Task description — Your answer should repeat every record verbatim.

┌──

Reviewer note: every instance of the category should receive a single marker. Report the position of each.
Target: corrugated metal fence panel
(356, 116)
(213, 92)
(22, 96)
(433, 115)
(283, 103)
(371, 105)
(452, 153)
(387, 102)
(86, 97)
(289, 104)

└──

Task response —
Reviewer note: every instance of the category should receive a single marker. Report the position of each.
Target: corrugated metal fence panel
(356, 116)
(213, 92)
(22, 96)
(433, 115)
(283, 103)
(371, 105)
(452, 153)
(387, 102)
(86, 97)
(289, 104)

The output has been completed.